Bunawan town plans to preserve the remains of the 1-ton crocodile, named Lolong, in a museum to keep tourists coming and stop the community from slipping back into obscurity, the mayor said Monday.

Lolong was declared dead Sunday after being found floating on its back with a bloated stomach in a pond in an ecotourism park that had begun to draw tourists, revenue and development because of the immense reptile, Mayor Edwin Cox Elorde said.

"The whole town, in fact the whole province, is mourning," Elorde said. "My phones kept ringing because people wanted to say how affected they are."

Wildlife experts will perform an autopsy to determine the cause of death, he said.

Guinness World Records had proclaimed it the largest saltwater crocodile in captivity last year, measuring the giant at 20 feet 3 inches. The reptile took the top spot from an Australian crocodile that measured more than 17 feet and weighed nearly a ton.

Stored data
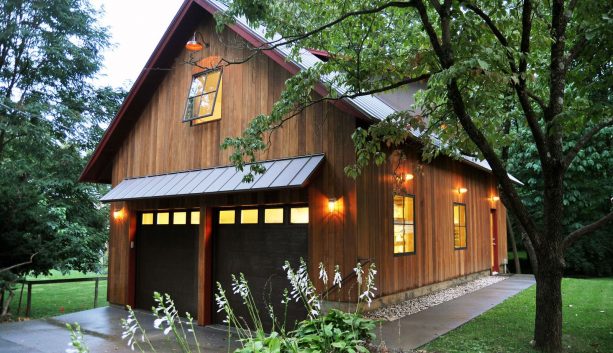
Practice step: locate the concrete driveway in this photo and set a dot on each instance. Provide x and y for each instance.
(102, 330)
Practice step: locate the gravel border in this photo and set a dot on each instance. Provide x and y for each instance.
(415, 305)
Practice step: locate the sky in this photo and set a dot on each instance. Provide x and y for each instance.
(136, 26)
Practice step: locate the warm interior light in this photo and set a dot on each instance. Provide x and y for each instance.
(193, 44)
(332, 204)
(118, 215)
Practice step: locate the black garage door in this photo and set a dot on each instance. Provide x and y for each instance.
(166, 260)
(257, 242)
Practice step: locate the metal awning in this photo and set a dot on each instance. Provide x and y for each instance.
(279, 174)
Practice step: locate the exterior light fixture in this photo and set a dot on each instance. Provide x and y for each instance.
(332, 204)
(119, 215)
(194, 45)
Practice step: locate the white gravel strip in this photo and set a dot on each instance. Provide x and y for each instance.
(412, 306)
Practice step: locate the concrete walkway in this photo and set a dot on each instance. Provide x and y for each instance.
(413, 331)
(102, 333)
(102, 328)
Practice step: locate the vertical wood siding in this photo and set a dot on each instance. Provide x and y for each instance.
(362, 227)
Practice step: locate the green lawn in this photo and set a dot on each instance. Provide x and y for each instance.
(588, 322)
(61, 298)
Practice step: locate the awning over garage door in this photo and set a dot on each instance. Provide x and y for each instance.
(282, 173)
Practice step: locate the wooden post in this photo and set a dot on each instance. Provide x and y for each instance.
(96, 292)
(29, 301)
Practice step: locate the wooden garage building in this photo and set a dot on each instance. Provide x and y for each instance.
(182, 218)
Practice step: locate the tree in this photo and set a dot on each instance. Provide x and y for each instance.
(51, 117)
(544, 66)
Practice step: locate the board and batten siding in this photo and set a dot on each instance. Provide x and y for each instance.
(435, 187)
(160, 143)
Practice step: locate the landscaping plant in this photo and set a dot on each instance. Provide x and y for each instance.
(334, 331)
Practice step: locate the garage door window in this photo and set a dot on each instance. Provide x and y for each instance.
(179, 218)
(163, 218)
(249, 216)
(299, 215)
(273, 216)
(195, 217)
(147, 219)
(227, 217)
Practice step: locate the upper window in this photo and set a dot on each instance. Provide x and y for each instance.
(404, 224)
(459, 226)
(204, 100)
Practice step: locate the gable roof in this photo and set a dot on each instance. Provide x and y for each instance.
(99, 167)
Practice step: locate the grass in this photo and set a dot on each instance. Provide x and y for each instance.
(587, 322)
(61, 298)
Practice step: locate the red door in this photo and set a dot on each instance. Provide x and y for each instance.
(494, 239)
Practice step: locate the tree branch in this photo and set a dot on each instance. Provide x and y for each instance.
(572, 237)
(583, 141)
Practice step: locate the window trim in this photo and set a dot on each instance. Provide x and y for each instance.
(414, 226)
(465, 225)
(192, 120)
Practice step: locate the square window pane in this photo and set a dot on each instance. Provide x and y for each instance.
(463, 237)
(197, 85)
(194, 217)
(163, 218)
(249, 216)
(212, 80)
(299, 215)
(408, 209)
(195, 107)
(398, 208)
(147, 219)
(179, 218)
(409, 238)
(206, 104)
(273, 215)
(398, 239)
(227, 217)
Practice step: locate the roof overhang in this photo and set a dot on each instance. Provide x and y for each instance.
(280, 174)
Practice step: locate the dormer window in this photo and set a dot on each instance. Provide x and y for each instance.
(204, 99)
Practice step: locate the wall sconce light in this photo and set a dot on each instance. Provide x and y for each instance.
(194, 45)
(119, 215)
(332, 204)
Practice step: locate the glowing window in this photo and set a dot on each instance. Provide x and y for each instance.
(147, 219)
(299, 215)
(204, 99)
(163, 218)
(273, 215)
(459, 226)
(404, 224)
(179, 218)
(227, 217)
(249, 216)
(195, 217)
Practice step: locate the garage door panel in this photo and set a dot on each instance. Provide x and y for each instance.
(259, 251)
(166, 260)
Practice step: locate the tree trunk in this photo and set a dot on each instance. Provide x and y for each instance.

To be done:
1 - Do these statements agree with the article about Lolong? Answer yes or no for each, quoting the words from the article that decide it. (a) Lolong was found floating on its back in a pond. (b) The cause of Lolong's death had already been determined. (c) The Australian crocodile that Lolong displaced measured more than 20 feet.
2 - Carry the article about Lolong further, starting after its last sentence.
The records were taken from a separate source.

Answers to the tasks:
1 -
(a) Yes: "found floating on its back with a bloated stomach in a pond"
(b) No: "Wildlife experts will perform an autopsy to determine the cause of death"
(c) No: "an Australian crocodile that measured more than 17 feet and weighed nearly a ton"

2 -
Estimated at more than 50 years old, the crocodile was named after a government environmental officer who died from a heart attack after traveling to Bunawan in Agusan del Sur province to help capture the beast.

Even though Lolong was blamed for the deaths of several villagers over the years, Bunawan villagers grew to love the giant reptile because it came to symbolize the rich biodiversity of the marsh where it was captured.